#### WRITTEN TASK A:
Show each line of the rows below that contains the word "sign".

#### SOURCE:
_ _ _

Within this framework, laminated plates are treated as a stacking sequence of laminae and interfaces. This scheme, sometimes referred to as meso-scale modeling (see, e.g. [2]), was proved to furnish accurate outcomes at the length scale of the whole laminate (also in terms of delamination prediction), provided the interface constitutive laws are appropriately calibrated. Since they are typically formulated on a pure phenomenological basis and contain several parameters to be tuned, this calibration task turns out to be difficult, also because of the lower dimensionality of interfaces (two-dimensional loci in a three-dimensional setting) and because of shadowing effects due to the global laminate response, see e.g. [3].
To accurately predict the failure mode of layered composites subject to low velocity impacts and simultaneously calibrate interface constitutive laws, a coupled finite element (FE) Kalman filter approach is here proposed. Upon space discretization (through displacement-based finite elements) and time integration (through the explicit α - method, in order to damp spurious high frequency oscillations in the fully discretized solution), Kalman filtering is adopted to fully track the structural state in a stochastic frame [4,5,6], exploiting system evolution to continuously improve estimates. Because of the nonlinearities induced by inter-laminar softening, the customarily adopted extended Kalman filter (EKF) is not able to provide robust state tracking and accurate estimations of inter-laminar properties like e.g. strength and toughness [7]. We therefore attack the problem with the newly proposed sigma-point Kalman filter (SPKF) [8,9,10], which avoids the occurrence of unstable evolution of the estimates (see also [11]). While the EKF linearizes the system evolution equations (through a Taylor series expansion of the relevant mapping, thought to be analytic everywhere, arrested at first order) and accordingly updates the statistics of the structural state, the SPKF samples the probability distribution of the state via an appropriately chosen set of sigma-points, which are then evolved according to the actual nonlinear system dynamics to obtain the updated statistics of the state itself. Among alternative approaches to system identification and, specifically, to model calibration, it is worth quoting here [12].
In this work the capability of the proposed FE-SPKF approach is assessed through comparison with experimental data available in the literature and concerning failure of laminated plates subject to plane impacts [13,14]; in such tests, the composites are mainly stressed in the region surrounding the impact location by dilatational waves propagating in the through-the-thickness direction and causing mode I delamination. Outcomes show that the failure mode is always correctly captured, and estimated values of inter-laminar strength and toughness well agree with available data.

_ _ _

#### WRITTEN TASK B:
In the passage on laminated plates, what do the plane impact tests cause the dilatational waves to produce?

(Object location annotation data)
_ _ _

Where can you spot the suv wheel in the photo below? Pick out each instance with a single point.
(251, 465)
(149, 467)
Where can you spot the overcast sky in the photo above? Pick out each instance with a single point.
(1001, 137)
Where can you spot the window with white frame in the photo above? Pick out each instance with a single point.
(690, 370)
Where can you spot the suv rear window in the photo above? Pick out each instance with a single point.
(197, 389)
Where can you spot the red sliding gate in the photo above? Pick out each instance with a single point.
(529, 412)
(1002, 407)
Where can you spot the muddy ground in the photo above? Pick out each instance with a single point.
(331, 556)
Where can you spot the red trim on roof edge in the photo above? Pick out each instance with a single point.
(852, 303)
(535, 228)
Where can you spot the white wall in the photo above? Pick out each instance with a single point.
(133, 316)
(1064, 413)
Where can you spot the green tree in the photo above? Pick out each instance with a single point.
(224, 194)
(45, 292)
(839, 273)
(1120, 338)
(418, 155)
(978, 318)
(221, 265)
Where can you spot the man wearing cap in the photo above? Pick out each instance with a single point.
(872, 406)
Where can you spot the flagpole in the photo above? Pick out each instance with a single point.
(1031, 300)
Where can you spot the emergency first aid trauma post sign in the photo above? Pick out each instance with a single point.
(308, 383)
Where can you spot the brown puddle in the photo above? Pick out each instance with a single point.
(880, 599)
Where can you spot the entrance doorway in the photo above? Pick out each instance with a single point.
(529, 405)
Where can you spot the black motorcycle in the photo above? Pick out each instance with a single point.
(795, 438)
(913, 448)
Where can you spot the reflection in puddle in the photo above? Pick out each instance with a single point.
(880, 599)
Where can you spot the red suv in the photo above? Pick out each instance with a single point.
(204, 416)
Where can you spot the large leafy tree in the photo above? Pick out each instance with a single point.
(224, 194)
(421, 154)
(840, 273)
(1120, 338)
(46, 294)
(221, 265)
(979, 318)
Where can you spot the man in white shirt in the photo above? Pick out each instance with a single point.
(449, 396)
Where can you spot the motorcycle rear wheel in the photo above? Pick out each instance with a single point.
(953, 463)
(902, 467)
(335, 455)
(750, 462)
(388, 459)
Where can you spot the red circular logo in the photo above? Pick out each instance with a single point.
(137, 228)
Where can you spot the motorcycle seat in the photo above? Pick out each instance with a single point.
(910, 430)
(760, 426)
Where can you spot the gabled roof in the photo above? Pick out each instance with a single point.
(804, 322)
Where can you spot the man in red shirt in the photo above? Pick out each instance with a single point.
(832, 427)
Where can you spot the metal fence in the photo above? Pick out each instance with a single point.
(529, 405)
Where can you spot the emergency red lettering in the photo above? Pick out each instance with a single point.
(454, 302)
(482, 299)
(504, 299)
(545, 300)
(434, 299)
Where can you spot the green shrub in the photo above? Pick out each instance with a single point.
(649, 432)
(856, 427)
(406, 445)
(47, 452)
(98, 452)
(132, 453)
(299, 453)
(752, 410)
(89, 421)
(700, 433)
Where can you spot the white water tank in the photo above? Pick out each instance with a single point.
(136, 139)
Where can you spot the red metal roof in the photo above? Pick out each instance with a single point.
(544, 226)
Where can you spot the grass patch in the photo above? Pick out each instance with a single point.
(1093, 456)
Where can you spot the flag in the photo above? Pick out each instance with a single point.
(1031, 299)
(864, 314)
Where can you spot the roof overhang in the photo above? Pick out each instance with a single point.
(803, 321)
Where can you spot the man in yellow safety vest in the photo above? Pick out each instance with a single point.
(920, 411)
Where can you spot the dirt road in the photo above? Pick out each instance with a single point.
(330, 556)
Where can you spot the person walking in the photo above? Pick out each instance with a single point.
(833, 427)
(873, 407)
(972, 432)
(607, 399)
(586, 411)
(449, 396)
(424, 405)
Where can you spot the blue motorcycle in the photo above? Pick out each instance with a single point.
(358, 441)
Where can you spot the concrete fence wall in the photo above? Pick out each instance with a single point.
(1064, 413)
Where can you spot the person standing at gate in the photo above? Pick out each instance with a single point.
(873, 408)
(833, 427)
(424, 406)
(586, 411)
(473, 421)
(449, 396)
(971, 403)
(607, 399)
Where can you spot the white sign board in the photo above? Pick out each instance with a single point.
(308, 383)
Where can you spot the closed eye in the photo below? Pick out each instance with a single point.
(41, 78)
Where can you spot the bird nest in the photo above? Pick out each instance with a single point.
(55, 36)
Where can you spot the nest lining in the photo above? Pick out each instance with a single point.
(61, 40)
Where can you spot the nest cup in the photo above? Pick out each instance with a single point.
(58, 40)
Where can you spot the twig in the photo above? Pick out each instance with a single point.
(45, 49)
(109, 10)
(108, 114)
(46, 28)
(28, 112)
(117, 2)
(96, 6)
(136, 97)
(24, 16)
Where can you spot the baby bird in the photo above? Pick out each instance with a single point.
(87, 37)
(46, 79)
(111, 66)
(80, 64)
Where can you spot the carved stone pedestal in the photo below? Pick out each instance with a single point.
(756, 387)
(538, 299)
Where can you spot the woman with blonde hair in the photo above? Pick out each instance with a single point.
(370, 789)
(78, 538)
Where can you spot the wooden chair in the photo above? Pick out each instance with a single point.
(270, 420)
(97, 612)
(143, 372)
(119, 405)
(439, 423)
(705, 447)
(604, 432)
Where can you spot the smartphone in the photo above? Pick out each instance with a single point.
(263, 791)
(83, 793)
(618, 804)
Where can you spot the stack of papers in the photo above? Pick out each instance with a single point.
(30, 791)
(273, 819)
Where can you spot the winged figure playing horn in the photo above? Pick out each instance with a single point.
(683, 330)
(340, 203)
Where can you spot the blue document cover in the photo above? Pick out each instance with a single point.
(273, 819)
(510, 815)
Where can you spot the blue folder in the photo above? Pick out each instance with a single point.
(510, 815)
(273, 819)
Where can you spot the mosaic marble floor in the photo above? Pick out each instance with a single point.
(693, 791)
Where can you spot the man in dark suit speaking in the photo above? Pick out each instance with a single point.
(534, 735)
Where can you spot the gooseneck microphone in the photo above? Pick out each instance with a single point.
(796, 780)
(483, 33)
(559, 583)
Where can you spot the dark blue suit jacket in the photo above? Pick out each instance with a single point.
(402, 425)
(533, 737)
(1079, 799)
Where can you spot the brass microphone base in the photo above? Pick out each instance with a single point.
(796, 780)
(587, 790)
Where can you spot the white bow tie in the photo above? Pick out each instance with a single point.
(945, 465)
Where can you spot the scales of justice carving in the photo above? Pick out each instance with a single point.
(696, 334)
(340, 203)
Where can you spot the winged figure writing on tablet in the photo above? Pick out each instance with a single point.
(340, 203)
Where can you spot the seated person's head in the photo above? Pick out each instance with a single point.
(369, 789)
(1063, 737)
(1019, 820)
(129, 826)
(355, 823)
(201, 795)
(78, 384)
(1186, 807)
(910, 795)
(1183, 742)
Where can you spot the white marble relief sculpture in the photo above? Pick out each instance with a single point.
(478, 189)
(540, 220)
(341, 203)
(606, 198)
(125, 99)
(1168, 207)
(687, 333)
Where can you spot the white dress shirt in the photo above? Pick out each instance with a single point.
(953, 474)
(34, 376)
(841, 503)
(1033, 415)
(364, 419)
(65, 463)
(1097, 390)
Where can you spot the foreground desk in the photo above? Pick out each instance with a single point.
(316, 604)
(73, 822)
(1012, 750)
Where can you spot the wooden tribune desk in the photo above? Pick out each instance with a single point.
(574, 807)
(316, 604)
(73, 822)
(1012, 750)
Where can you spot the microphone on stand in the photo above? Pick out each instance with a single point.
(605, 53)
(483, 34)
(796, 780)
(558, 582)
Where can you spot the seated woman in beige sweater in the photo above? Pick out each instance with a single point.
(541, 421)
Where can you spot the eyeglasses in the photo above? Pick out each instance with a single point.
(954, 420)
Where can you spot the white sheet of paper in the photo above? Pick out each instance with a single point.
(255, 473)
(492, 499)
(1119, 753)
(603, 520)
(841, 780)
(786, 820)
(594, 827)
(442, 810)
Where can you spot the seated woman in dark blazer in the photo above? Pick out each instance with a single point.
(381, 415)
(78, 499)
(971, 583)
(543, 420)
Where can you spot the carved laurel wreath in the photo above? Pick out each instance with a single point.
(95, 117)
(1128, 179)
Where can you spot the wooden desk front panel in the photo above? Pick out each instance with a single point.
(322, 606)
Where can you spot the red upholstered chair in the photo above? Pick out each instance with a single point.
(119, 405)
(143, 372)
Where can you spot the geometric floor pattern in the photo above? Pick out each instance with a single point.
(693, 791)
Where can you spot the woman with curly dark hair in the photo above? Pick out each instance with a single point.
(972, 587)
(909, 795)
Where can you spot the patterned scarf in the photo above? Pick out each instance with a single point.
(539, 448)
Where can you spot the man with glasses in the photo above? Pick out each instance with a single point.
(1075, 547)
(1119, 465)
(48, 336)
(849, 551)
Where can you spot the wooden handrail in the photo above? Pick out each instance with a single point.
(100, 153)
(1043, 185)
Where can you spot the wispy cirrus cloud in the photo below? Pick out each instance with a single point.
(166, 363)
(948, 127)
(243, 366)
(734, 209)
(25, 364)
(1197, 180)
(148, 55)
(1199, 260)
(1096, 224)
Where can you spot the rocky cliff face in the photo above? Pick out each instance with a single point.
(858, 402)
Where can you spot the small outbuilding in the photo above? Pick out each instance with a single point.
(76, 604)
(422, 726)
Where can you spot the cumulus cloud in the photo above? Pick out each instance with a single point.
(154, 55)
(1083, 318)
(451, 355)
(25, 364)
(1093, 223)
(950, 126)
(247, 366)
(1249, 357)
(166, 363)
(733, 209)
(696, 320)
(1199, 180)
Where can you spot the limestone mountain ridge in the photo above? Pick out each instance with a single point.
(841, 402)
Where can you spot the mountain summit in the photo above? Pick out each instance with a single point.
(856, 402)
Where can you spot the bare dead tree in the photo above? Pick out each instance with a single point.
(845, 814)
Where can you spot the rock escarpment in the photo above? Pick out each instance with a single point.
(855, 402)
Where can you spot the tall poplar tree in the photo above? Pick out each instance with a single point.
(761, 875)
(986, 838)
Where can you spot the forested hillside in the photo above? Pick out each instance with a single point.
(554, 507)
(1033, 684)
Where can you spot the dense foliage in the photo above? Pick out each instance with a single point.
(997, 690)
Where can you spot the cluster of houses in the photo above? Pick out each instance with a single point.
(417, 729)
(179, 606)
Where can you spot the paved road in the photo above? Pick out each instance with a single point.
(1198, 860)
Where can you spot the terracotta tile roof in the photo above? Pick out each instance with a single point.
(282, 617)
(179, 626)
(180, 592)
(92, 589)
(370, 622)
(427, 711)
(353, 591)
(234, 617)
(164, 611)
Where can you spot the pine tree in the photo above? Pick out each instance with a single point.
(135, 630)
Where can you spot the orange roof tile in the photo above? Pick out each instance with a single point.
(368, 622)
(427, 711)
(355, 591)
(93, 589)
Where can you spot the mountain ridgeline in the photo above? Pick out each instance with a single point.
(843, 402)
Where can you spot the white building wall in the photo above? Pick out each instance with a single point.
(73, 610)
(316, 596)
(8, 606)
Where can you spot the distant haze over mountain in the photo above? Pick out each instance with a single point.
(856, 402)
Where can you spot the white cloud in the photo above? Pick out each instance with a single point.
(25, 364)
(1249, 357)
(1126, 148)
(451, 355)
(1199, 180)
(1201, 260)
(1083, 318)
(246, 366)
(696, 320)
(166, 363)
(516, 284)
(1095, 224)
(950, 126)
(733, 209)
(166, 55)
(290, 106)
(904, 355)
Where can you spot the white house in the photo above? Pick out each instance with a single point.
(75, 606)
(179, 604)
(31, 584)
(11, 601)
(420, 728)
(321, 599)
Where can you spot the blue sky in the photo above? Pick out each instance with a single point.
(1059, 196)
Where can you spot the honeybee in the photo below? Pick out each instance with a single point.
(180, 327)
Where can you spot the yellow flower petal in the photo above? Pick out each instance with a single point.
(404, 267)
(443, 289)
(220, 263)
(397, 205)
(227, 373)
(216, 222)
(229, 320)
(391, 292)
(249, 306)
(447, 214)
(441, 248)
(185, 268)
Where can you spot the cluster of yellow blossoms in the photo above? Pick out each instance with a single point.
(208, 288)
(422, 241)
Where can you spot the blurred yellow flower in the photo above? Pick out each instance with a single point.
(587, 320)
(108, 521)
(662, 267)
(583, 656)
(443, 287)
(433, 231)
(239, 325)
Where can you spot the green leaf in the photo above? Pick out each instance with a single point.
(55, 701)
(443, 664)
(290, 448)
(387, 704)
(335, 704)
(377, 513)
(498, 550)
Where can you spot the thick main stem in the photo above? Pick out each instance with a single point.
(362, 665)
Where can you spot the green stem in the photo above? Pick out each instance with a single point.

_ _ _

#### RESPONSE A:
Where can you spot the emergency first aid trauma post sign in the photo above? Pick out each instance with a single point.
Where can you spot the white sign board in the photo above? Pick out each instance with a single point.

#### RESPONSE B:
Mode I delamination.